[Segmentation dataset entries]
....

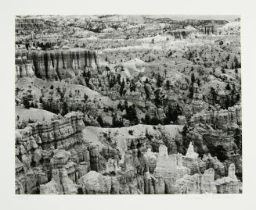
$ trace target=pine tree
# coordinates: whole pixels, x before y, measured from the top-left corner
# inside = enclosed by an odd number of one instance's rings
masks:
[[[99,124],[103,127],[104,126],[103,117],[101,116],[99,116],[97,118],[97,121]]]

....

WHAT TO DO: Transcribe the text lines of the entries above verbatim, and leave out the pictures.

SOLVED EXERCISE:
$ trace target=pine tree
# coordinates: whole pixels, x before y, measured from the top-left corner
# inside = enclosed by an odd number of one instance's rings
masks:
[[[99,124],[103,127],[104,126],[103,117],[101,116],[99,116],[97,118],[97,121]]]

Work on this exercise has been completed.